### EXTRACT
● ● ● ● ● ● ●
Updated: 7:14 AM ET Sun, Oct. 19, 2008
Comments (0) |

Cats scratch 'back


  • Video highlights of UK-Arkansas

You gave up, didn't you?

If you were at Commonwealth Stadium, sometime in the second half you departed into the deep, dark night, cursing the pop-gun offense of your do-nothing Cats.

If you were at home, watching it on TV, admit it: In pure disgust, you grabbed the remote and flipped over to catch the Red Sox and Rays.

Oh ye of little Blue faith.

Haven't you heard?

This is New Kentucky.

Old Kentucky used to lose games the way New Kentucky miraculously won last night, scoring two touchdowns in the final five minutes to stun Arkansas 21-20 on Saturday night, before — and we're being generous here — a stadium less than half full.

Guess old habits are hard to break.

But oh, the miracle you missed.

Trailing 20-7 with less than five minutes remaining, the Cats first recovered a fumble by Arkansas' backup tailback De'Anthony Curtis on his own 41-yard line. Two plays later, out of the clear Blue, quarterback Mike Hartline found wideout and part-time quarterback Randall Cobb with a 32-yard touchdown pass to cut the deficit to six with 4:15 remaining.

Then, less than two minutes later, Hartline and Cobb did it again. On the second play after an Arkansas punt, Hartline found Cobb running open in an Arkansas seam for what turned out to be the game-winning score, a 21-yard touchdown pass with 2:21 remaining.

"I've been around some strange games," UK coach Rich Brooks admitted, "but this one ranks right up there."

It was the first time in five tries that a Brooks-coach team has beaten a Bobby Petrino-coached team.

"That's a hard one on us," said Petrino, the former Louisville coach, who now heads the Hogs.

See, it wasn't just that Kentucky was down 20-7 with less than five minutes remaining; it was that the Cats looked so down. No offense. Little defense. No spark. If the Cats weren't officially beaten, they sure looked beaten.

Arkansas had all but dominated the previous 35 minutes. Michael Smith, the Razorbacks' 5-foot-7 motorman of a running back, had rushed for 192 yards on 35 carries.

On one amazing, clock-chewing second-half drive, Bobby Petrino's club had hoarded the football for nearly 10 minutes before kicking a field goal to go up by 13 with exactly 10 minutes remaining.

You thought that clinched it, didn't you?

After all, Kentucky's offense had done little or nothing. Hartline's passes had been high and wobbly. UK receivers had dropped passes. The running game had been mediocre, at best.
● ● ● ● ● ● ●
### GIVEN INFORMATION
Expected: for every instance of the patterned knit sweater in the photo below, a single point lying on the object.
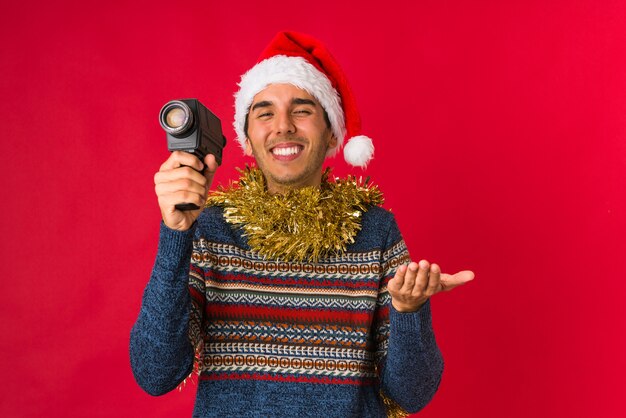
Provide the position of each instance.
(279, 339)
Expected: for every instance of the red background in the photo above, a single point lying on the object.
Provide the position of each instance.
(500, 132)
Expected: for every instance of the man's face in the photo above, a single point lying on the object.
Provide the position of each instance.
(288, 136)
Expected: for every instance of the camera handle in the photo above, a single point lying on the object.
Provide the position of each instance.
(188, 206)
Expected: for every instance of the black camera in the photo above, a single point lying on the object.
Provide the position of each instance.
(193, 128)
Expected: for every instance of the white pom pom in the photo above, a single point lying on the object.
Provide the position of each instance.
(358, 151)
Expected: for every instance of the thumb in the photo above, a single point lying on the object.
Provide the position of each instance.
(210, 167)
(450, 281)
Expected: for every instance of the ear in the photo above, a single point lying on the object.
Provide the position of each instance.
(248, 148)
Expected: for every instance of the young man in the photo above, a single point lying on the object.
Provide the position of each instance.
(293, 295)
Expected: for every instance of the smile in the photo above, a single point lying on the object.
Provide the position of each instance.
(289, 151)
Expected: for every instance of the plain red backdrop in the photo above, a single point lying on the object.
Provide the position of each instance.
(500, 145)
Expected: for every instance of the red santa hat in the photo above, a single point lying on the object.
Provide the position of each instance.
(300, 60)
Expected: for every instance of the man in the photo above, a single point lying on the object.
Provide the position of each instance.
(290, 293)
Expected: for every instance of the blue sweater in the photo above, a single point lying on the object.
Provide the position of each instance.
(278, 339)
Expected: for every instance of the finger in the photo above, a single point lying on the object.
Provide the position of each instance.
(180, 173)
(409, 278)
(421, 280)
(181, 158)
(210, 164)
(396, 283)
(180, 185)
(170, 200)
(434, 280)
(449, 282)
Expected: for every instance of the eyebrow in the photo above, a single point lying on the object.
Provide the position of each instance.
(295, 101)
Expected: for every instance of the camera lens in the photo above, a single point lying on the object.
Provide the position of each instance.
(175, 117)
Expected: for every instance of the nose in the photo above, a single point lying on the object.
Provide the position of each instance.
(284, 124)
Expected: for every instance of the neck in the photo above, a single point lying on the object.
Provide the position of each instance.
(274, 187)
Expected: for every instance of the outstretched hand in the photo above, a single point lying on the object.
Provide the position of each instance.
(415, 283)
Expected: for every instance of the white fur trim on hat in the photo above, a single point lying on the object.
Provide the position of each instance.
(358, 151)
(281, 69)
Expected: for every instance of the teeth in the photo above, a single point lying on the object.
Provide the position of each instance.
(286, 151)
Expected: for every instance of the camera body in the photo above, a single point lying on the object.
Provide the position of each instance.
(193, 128)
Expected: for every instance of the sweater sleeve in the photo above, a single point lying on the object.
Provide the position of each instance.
(410, 362)
(161, 354)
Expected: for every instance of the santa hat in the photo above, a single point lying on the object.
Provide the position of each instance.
(300, 60)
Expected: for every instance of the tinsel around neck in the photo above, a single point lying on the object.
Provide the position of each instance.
(303, 224)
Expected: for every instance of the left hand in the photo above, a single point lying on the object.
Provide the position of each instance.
(414, 284)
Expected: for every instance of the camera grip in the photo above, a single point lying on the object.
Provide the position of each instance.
(188, 206)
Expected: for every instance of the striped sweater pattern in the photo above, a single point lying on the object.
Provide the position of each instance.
(270, 320)
(283, 339)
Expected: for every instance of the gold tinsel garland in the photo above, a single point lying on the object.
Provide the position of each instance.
(303, 224)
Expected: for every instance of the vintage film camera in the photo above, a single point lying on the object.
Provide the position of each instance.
(193, 128)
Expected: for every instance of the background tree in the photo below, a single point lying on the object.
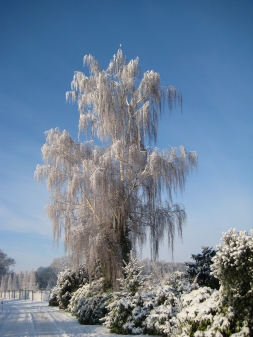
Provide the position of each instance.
(60, 264)
(106, 199)
(46, 277)
(200, 270)
(5, 263)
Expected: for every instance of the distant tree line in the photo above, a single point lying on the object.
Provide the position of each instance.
(42, 278)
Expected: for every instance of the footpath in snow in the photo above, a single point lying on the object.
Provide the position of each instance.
(19, 318)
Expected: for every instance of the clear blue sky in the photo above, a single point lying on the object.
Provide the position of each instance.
(203, 47)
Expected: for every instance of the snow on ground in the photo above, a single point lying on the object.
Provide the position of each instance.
(19, 318)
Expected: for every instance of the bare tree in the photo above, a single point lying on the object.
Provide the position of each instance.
(107, 198)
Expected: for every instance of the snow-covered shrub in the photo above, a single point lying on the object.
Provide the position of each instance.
(92, 309)
(67, 283)
(53, 299)
(133, 278)
(89, 303)
(127, 314)
(204, 314)
(233, 266)
(199, 271)
(145, 312)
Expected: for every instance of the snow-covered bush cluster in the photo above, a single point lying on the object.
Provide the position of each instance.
(199, 271)
(172, 303)
(233, 266)
(68, 283)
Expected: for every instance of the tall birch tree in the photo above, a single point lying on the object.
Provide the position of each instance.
(106, 199)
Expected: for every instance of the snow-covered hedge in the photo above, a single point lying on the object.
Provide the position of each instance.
(168, 303)
(233, 266)
(146, 312)
(89, 303)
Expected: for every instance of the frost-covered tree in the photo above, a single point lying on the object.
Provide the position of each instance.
(15, 282)
(32, 281)
(5, 263)
(46, 276)
(10, 282)
(60, 264)
(107, 198)
(20, 279)
(199, 271)
(25, 281)
(4, 282)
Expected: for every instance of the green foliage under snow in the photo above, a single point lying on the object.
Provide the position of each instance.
(166, 303)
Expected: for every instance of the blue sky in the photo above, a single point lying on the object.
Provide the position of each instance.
(203, 47)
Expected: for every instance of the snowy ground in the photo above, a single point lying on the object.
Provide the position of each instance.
(19, 318)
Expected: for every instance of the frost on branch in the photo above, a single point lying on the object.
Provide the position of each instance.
(105, 199)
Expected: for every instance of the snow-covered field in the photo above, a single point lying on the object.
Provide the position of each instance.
(19, 318)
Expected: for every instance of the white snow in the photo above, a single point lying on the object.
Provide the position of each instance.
(19, 318)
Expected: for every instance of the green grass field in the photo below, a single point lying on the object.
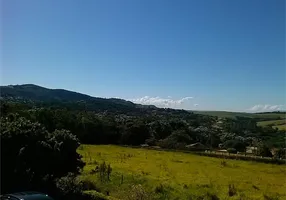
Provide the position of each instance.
(174, 175)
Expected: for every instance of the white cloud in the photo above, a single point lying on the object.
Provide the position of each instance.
(163, 102)
(266, 108)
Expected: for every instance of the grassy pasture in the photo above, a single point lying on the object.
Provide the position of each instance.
(175, 175)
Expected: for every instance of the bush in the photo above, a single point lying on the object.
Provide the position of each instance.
(264, 151)
(69, 185)
(235, 144)
(231, 190)
(138, 193)
(32, 158)
(231, 150)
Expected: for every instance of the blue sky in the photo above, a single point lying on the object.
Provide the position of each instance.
(226, 55)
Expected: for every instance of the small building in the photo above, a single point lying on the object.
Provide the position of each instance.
(251, 150)
(197, 145)
(144, 145)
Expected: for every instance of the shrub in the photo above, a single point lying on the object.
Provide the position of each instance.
(231, 190)
(231, 150)
(89, 185)
(159, 189)
(223, 163)
(138, 193)
(103, 170)
(69, 186)
(31, 156)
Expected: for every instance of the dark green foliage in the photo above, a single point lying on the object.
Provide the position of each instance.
(31, 157)
(231, 150)
(104, 171)
(235, 144)
(264, 151)
(231, 190)
(280, 153)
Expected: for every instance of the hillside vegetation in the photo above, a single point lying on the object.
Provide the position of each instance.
(258, 116)
(37, 121)
(171, 175)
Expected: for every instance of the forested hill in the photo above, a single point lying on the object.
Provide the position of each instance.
(37, 95)
(116, 121)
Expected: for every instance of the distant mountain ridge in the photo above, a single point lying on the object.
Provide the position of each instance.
(30, 93)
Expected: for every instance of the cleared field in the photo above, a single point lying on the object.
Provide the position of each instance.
(174, 175)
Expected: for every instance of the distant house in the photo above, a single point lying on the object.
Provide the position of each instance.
(144, 145)
(197, 145)
(251, 150)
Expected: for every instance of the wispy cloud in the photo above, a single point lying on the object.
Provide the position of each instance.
(164, 102)
(266, 108)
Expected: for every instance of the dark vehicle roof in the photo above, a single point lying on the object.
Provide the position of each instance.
(26, 196)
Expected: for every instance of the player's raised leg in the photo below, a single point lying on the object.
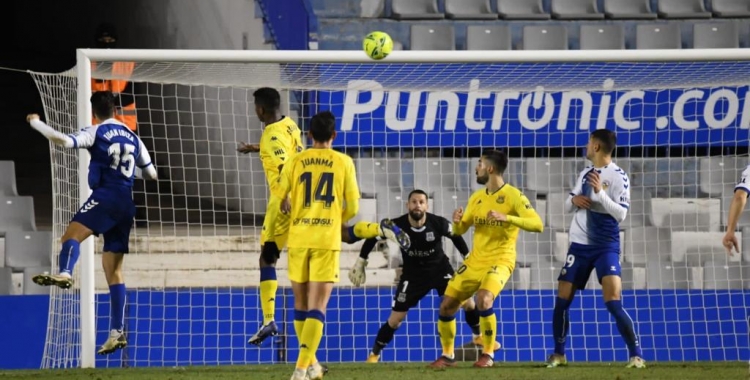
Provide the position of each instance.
(612, 292)
(71, 241)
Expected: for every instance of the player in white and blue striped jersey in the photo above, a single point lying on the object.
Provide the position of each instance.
(600, 199)
(115, 153)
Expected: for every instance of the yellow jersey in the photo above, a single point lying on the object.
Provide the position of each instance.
(496, 241)
(319, 182)
(280, 142)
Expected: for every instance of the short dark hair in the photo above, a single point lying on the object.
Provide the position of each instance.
(103, 104)
(418, 191)
(497, 159)
(323, 126)
(606, 138)
(268, 98)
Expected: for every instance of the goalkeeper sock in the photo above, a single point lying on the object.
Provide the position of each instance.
(268, 286)
(625, 326)
(385, 336)
(366, 230)
(560, 324)
(69, 256)
(310, 340)
(488, 324)
(472, 319)
(447, 332)
(117, 303)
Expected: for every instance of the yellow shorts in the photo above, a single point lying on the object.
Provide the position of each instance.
(471, 278)
(281, 232)
(316, 265)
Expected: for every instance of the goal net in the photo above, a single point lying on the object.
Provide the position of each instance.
(418, 121)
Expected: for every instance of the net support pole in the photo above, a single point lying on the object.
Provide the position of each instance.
(88, 321)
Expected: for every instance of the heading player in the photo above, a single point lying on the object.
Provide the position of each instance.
(115, 152)
(320, 181)
(280, 142)
(600, 199)
(426, 267)
(497, 213)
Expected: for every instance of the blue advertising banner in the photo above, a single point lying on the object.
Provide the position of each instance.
(369, 116)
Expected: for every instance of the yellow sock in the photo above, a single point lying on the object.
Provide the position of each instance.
(268, 297)
(366, 230)
(447, 331)
(488, 326)
(312, 333)
(299, 324)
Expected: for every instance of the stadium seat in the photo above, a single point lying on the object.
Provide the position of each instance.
(29, 287)
(432, 37)
(521, 10)
(27, 249)
(730, 8)
(17, 213)
(639, 213)
(716, 36)
(548, 175)
(697, 247)
(575, 10)
(644, 242)
(631, 9)
(469, 10)
(488, 37)
(658, 36)
(533, 248)
(682, 9)
(415, 10)
(6, 282)
(545, 37)
(601, 37)
(8, 179)
(718, 173)
(686, 214)
(722, 274)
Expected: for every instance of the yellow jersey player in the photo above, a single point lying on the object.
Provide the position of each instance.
(497, 213)
(320, 181)
(280, 142)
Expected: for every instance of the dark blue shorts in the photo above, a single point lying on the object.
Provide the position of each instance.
(109, 213)
(582, 259)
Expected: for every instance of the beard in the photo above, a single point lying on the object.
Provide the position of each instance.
(482, 180)
(416, 215)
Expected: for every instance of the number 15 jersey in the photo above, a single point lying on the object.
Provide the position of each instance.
(318, 182)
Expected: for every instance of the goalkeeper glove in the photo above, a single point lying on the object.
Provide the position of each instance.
(357, 274)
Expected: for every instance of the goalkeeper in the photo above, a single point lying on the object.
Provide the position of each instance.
(426, 267)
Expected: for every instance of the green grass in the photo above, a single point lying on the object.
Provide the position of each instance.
(582, 371)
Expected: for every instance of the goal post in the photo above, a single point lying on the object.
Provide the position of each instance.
(414, 119)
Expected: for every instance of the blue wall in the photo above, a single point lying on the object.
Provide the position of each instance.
(210, 326)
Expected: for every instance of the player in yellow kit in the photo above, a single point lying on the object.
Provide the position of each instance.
(320, 181)
(497, 213)
(280, 142)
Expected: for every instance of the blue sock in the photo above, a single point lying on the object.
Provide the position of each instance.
(625, 326)
(267, 273)
(560, 324)
(117, 303)
(69, 256)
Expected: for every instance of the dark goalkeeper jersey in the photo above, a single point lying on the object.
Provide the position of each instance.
(426, 256)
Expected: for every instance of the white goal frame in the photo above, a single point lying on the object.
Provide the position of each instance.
(86, 56)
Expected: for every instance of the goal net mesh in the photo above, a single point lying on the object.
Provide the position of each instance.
(192, 272)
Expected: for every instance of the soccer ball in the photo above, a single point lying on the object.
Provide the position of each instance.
(377, 45)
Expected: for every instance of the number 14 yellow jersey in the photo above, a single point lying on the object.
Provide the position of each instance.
(318, 182)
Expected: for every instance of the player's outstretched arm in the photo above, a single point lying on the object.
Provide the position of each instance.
(735, 210)
(52, 135)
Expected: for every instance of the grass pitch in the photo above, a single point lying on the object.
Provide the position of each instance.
(411, 371)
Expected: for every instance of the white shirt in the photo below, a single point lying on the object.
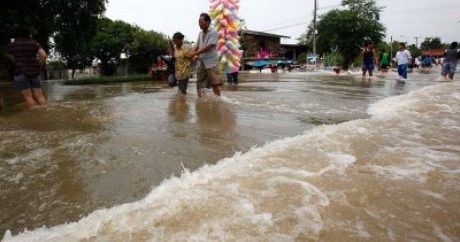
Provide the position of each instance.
(209, 58)
(402, 57)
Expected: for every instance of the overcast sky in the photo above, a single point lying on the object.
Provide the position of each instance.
(404, 19)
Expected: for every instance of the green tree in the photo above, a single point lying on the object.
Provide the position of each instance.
(112, 39)
(69, 22)
(145, 47)
(414, 50)
(347, 30)
(307, 37)
(366, 8)
(75, 27)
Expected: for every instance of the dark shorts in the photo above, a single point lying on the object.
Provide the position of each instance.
(23, 82)
(449, 68)
(207, 78)
(402, 70)
(368, 67)
(182, 85)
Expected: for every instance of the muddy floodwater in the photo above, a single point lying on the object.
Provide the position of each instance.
(283, 157)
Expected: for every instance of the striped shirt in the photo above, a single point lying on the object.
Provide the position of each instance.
(24, 52)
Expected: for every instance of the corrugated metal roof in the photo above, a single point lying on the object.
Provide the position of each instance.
(264, 34)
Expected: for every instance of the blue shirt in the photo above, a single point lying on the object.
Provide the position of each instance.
(209, 58)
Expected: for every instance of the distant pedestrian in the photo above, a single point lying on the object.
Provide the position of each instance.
(368, 54)
(427, 62)
(384, 61)
(24, 51)
(403, 59)
(232, 76)
(205, 49)
(183, 60)
(449, 64)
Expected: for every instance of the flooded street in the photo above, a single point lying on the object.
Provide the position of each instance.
(285, 157)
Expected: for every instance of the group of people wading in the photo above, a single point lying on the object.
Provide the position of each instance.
(403, 59)
(29, 59)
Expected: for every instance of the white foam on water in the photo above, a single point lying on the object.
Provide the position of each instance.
(270, 192)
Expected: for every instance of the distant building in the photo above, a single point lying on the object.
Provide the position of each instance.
(260, 45)
(434, 52)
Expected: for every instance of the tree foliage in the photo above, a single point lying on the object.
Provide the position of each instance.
(365, 8)
(348, 31)
(112, 39)
(75, 28)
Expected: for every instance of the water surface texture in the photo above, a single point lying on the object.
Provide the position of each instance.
(288, 157)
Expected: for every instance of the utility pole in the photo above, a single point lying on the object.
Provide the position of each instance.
(314, 32)
(416, 41)
(391, 47)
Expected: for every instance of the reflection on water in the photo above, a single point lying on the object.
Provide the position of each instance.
(96, 147)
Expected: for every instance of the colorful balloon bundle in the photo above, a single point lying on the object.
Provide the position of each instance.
(226, 22)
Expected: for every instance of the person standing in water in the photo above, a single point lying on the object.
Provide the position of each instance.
(384, 61)
(369, 60)
(183, 56)
(29, 58)
(205, 49)
(403, 58)
(449, 64)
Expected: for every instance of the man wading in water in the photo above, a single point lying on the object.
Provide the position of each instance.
(206, 51)
(24, 51)
(368, 58)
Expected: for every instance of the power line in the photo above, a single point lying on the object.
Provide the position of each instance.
(287, 26)
(284, 22)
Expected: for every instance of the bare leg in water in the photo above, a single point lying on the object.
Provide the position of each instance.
(38, 94)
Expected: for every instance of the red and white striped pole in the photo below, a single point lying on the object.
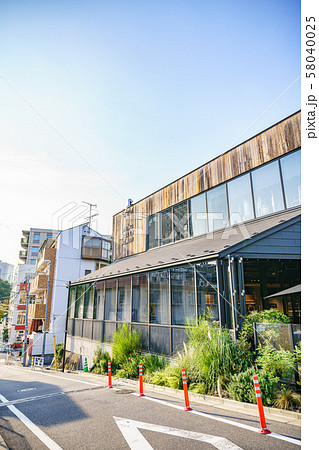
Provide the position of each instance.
(110, 375)
(141, 380)
(263, 425)
(187, 407)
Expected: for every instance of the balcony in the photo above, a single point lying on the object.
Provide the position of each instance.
(23, 255)
(24, 242)
(39, 283)
(36, 311)
(45, 255)
(96, 248)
● ● ● ● ● ● ●
### PROBLEM STATEMENT
List every person named in the article about the Kentucky–Arkansas game.

### RESULT FOR THIS TASK
- De'Anthony Curtis
- Mike Hartline
- Randall Cobb
- Rich Brooks
- Bobby Petrino
- Michael Smith